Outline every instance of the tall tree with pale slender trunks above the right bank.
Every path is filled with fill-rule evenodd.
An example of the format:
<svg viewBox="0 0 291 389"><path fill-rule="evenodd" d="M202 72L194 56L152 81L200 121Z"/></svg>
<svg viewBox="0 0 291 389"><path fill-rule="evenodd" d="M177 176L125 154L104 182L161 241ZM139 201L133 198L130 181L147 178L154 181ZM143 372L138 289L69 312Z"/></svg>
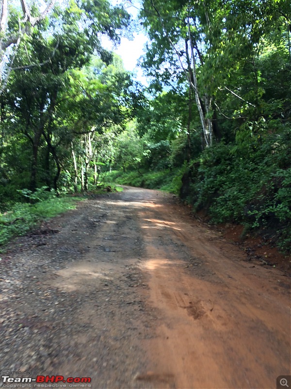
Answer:
<svg viewBox="0 0 291 389"><path fill-rule="evenodd" d="M259 87L249 101L229 88L230 74L249 60L258 81L256 61L261 41L290 20L286 6L285 0L265 0L264 6L253 0L143 1L141 17L151 40L144 67L167 85L187 80L195 97L204 146L221 137L217 125L218 112L222 112L217 101L221 91L224 98L230 93L247 108L259 106ZM189 96L191 107L191 91Z"/></svg>

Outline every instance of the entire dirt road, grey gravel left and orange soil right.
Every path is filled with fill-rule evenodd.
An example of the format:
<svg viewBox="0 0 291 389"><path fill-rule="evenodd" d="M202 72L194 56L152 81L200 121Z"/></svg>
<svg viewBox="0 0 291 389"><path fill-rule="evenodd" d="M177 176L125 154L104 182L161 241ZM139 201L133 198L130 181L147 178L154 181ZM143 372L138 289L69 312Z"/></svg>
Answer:
<svg viewBox="0 0 291 389"><path fill-rule="evenodd" d="M1 258L0 369L14 376L202 389L291 374L289 278L246 262L171 195L92 198Z"/></svg>

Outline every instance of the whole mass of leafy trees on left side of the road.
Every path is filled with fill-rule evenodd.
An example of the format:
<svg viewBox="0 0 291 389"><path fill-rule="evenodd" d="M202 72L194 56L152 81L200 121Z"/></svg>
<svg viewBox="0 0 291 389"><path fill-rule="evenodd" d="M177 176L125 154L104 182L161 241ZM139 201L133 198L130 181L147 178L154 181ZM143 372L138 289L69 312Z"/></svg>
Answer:
<svg viewBox="0 0 291 389"><path fill-rule="evenodd" d="M22 38L0 96L2 203L19 200L17 189L43 185L87 190L92 166L97 179L97 164L134 99L129 74L99 35L118 41L128 21L106 0L70 1Z"/></svg>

*****

-- TASK INSTRUCTIONS --
Please retype the records above exactly, leaving every image out.

-- SOLUTION FOR THIS TASK --
Outline every instance of the tall tree with pale slender trunks above the right bank.
Every path is filled with fill-rule evenodd.
An example of the format:
<svg viewBox="0 0 291 389"><path fill-rule="evenodd" d="M202 72L194 56L152 81L200 121Z"/></svg>
<svg viewBox="0 0 291 389"><path fill-rule="evenodd" d="M177 176L125 154L104 182L161 241ZM139 201L133 198L130 181L147 178L154 181ZM143 372L138 289L69 312Z"/></svg>
Answer:
<svg viewBox="0 0 291 389"><path fill-rule="evenodd" d="M259 87L249 101L229 88L230 74L249 60L258 81L256 61L261 41L290 20L286 6L285 0L265 0L264 6L253 0L143 1L141 17L151 40L144 67L167 85L187 80L195 97L204 146L221 137L217 125L218 112L222 112L217 101L221 91L224 98L230 93L247 108L259 106ZM189 96L191 107L191 91Z"/></svg>

Outline every instance of the entire dirt road, grey gravel left and orange soil right.
Every path is filled with fill-rule evenodd.
An example of the format:
<svg viewBox="0 0 291 389"><path fill-rule="evenodd" d="M202 72L194 56L152 81L200 121Z"/></svg>
<svg viewBox="0 0 291 389"><path fill-rule="evenodd" d="M177 176L125 154L104 182L161 241ZM139 201L133 198L130 181L147 178L154 181ZM143 372L138 289L69 312Z"/></svg>
Answer:
<svg viewBox="0 0 291 389"><path fill-rule="evenodd" d="M1 258L0 369L14 376L202 389L291 374L289 278L246 262L171 195L92 198Z"/></svg>

Outline every instance of the whole mass of leafy trees on left side of the road.
Every path is filled with fill-rule evenodd.
An example of the format:
<svg viewBox="0 0 291 389"><path fill-rule="evenodd" d="M202 72L194 56L152 81L200 121Z"/></svg>
<svg viewBox="0 0 291 389"><path fill-rule="evenodd" d="M177 176L125 154L104 182L161 241ZM139 201L133 198L130 181L147 178L154 181ZM143 372L138 289L69 312Z"/></svg>
Answer:
<svg viewBox="0 0 291 389"><path fill-rule="evenodd" d="M22 38L0 96L2 203L19 200L17 189L43 185L87 190L92 166L97 179L97 164L134 99L129 74L99 35L118 41L128 21L106 0L70 1Z"/></svg>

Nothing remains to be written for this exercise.